→ Prompt:
In the entries below, find the lines that contain the word "dresser" and copy them.

··· Task input ···

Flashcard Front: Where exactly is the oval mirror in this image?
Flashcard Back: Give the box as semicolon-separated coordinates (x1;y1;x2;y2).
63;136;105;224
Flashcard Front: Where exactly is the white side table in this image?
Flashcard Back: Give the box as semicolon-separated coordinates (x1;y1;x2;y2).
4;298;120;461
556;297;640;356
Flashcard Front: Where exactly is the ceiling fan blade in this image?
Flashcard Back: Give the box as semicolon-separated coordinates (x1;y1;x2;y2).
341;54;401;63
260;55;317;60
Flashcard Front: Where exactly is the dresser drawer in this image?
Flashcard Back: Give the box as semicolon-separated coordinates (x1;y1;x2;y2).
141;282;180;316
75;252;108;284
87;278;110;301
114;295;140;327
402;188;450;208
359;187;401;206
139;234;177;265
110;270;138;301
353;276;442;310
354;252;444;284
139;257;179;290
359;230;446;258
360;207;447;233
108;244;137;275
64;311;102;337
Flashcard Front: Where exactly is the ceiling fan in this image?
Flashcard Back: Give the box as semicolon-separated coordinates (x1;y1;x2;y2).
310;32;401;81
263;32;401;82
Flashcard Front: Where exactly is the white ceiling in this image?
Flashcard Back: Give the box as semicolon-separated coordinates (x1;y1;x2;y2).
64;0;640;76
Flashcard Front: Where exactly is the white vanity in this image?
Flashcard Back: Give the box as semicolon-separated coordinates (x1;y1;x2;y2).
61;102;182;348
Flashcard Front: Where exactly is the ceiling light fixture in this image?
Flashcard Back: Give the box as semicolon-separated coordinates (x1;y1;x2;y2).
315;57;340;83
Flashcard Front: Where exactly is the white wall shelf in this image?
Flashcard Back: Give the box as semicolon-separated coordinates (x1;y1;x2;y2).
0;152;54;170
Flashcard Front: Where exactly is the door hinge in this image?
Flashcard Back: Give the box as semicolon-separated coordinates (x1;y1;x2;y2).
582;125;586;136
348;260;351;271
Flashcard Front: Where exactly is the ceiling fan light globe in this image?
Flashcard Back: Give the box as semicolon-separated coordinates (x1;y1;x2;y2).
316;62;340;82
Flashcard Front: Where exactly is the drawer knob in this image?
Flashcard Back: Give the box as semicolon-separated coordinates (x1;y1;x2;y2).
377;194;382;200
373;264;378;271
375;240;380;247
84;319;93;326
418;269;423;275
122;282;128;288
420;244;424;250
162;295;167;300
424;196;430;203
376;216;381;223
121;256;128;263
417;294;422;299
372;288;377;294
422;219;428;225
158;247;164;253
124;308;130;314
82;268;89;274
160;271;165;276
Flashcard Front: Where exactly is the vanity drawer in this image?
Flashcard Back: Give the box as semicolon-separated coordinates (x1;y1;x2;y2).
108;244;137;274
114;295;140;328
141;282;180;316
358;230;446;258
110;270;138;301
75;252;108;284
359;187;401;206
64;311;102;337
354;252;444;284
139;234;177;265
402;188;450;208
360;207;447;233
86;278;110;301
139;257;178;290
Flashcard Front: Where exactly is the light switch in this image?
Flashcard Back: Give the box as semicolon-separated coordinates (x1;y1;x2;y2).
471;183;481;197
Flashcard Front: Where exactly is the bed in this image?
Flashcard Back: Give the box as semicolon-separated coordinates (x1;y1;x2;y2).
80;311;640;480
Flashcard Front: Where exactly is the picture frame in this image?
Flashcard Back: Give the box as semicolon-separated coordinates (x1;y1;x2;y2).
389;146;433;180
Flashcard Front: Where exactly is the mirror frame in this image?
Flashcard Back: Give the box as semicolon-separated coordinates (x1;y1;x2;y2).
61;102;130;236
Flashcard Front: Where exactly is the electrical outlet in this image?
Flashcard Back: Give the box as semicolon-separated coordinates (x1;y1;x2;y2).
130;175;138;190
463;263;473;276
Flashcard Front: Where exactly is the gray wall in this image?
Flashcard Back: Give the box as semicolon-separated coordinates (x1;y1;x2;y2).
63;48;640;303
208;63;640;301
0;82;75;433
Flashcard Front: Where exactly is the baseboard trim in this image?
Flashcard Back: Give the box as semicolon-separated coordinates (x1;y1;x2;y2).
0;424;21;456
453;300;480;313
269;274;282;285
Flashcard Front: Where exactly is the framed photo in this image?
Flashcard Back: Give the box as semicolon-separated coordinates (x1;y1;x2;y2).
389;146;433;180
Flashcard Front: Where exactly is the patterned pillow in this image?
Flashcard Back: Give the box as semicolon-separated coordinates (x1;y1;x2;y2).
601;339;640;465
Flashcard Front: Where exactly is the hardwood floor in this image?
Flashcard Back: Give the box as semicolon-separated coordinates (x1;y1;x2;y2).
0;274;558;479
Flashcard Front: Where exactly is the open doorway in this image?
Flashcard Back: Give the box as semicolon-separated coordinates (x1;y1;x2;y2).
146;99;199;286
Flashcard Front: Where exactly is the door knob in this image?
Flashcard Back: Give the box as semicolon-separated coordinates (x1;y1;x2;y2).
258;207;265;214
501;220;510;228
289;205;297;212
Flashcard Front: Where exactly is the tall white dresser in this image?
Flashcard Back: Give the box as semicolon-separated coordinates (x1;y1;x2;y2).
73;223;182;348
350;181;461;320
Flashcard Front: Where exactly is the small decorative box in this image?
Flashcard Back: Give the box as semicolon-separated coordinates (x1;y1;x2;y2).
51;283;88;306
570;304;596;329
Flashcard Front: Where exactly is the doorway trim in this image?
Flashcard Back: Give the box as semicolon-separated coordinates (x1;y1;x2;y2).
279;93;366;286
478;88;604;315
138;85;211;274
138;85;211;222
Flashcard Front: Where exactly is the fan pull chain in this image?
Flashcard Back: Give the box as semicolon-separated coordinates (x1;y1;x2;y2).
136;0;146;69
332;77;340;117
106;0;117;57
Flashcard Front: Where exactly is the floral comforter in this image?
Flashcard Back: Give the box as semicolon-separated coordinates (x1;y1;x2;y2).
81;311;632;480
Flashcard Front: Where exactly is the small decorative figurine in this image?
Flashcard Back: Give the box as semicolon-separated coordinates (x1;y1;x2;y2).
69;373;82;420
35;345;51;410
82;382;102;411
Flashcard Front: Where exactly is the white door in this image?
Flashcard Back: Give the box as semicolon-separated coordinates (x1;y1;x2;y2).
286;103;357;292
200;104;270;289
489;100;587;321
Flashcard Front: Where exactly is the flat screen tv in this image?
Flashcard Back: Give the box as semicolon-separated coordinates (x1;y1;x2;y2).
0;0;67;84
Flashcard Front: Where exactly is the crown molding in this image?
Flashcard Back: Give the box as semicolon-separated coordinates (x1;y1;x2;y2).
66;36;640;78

···
··· Task input ···

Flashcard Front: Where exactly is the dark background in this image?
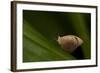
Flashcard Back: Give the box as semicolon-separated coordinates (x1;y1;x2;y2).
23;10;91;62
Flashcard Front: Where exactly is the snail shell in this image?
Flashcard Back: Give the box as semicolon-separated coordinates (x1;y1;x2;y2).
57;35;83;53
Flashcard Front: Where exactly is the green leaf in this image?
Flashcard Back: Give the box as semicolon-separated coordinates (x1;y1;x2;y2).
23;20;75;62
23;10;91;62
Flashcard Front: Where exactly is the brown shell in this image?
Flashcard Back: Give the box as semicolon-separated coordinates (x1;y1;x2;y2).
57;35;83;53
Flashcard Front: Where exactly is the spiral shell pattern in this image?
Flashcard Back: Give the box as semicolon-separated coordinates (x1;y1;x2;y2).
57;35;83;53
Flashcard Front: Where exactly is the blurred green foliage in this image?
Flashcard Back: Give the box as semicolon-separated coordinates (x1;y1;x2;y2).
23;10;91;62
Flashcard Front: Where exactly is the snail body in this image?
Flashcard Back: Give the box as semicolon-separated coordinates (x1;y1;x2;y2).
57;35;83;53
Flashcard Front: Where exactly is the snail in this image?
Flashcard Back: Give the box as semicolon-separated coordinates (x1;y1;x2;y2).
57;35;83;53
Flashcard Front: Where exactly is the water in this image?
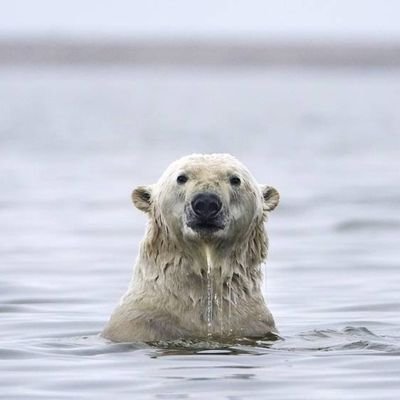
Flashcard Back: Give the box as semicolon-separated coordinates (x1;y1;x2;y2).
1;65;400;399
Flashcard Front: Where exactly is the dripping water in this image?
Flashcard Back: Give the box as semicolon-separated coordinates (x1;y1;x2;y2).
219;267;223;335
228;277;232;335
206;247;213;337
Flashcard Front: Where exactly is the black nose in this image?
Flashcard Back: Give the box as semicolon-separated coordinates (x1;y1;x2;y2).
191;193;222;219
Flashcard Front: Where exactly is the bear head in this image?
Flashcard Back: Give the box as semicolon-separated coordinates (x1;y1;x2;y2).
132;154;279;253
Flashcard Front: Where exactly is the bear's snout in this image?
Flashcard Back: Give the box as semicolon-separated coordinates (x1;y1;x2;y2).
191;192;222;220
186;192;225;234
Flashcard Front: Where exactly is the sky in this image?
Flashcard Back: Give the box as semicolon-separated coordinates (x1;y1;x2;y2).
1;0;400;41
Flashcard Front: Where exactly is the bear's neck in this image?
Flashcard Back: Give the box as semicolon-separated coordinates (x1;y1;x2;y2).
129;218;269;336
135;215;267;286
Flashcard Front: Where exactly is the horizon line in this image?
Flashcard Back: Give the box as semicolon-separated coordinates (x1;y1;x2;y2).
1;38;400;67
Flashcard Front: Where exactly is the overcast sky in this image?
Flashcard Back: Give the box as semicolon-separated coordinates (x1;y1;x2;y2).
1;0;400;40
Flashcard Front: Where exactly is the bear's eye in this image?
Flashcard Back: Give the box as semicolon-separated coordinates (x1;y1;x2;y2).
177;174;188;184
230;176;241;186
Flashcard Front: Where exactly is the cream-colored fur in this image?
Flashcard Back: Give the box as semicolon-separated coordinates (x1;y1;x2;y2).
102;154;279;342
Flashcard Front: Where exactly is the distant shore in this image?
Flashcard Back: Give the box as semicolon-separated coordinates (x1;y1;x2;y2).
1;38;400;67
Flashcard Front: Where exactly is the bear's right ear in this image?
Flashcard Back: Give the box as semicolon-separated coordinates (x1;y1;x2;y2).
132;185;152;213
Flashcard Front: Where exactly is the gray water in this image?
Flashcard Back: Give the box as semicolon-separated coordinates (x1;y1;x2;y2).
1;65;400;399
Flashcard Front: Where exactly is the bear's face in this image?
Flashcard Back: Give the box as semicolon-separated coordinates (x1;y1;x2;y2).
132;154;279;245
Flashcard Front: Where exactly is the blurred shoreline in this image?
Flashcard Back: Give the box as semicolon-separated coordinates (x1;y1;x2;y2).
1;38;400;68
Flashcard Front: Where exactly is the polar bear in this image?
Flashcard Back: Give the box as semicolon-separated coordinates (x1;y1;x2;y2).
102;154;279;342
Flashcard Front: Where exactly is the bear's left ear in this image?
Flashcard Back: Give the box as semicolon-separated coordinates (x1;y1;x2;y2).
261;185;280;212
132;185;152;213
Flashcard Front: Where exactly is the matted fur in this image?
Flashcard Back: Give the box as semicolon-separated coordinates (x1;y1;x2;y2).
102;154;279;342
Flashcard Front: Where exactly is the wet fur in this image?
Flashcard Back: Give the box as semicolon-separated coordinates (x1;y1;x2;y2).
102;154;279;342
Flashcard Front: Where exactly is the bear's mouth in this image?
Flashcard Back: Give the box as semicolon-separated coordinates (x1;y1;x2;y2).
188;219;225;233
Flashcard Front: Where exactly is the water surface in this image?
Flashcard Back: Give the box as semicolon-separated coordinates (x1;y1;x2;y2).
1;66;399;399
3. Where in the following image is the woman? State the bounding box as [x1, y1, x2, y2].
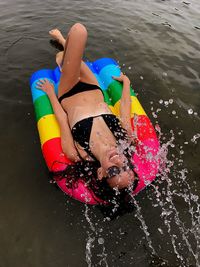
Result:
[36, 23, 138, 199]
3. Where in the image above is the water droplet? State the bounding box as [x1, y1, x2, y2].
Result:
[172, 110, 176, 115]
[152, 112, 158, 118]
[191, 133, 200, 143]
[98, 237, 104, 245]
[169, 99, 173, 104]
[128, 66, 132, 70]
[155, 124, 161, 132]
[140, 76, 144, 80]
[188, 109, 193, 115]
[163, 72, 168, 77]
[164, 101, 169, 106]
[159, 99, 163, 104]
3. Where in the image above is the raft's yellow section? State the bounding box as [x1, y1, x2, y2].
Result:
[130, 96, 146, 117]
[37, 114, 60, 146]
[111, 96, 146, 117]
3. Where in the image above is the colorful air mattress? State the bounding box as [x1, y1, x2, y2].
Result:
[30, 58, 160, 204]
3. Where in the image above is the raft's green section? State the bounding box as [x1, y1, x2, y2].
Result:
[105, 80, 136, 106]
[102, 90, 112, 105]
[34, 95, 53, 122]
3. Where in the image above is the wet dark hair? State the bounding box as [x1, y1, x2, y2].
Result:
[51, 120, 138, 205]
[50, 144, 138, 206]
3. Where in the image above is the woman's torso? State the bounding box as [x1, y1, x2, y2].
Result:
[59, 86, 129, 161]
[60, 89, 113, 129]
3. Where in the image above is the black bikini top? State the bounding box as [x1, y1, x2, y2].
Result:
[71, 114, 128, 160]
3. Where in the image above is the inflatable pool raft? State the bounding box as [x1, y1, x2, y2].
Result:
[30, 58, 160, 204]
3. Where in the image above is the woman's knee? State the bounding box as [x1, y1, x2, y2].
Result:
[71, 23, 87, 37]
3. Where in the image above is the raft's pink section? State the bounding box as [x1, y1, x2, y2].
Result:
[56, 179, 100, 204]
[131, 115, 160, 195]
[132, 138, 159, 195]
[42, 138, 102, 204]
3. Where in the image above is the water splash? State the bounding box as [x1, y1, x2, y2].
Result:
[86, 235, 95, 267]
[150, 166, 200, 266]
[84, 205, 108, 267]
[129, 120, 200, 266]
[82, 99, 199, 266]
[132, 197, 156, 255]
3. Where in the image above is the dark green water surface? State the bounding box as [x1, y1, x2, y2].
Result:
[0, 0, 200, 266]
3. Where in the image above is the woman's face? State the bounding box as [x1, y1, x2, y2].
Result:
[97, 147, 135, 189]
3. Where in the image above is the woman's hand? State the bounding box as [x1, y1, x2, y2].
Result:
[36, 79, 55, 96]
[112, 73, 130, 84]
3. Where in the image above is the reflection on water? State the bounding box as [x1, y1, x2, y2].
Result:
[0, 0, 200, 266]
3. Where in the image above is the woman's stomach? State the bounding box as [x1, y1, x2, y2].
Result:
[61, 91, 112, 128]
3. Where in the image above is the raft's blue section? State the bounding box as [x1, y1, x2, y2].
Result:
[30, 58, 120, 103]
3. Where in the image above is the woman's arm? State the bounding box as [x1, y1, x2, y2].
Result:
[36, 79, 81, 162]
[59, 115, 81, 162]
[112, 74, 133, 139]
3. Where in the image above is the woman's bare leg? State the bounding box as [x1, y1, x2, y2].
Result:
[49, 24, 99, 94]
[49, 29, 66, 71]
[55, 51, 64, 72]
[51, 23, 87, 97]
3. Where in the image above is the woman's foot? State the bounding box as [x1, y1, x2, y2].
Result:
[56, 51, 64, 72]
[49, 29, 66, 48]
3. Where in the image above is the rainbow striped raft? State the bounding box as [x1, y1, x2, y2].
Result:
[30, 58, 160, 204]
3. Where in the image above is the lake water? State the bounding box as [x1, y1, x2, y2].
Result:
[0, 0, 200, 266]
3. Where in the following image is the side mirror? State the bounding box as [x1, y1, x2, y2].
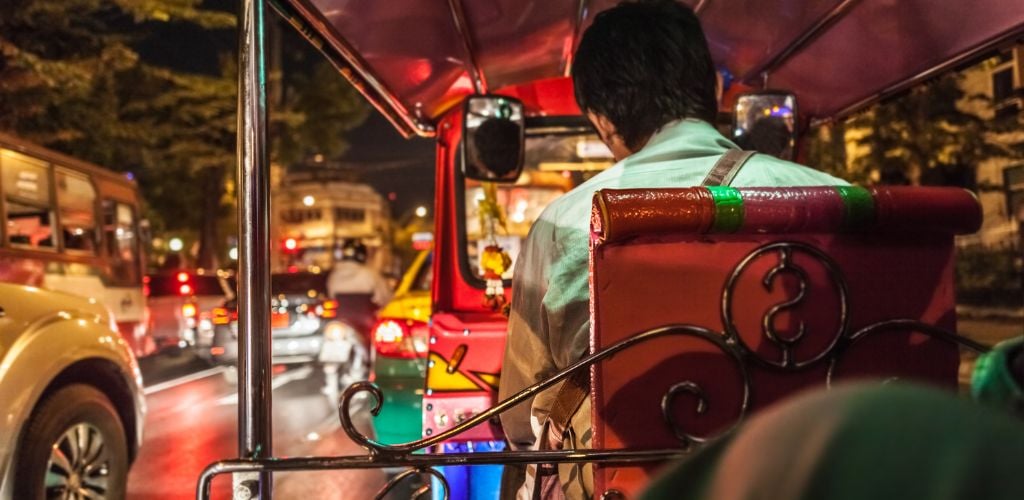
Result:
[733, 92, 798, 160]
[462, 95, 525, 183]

···

→ Written solution:
Flashcard Front: Where exactly is the dresser drawer in this image?
Flashcard Front: Where exactly is the tall white dresser in this image?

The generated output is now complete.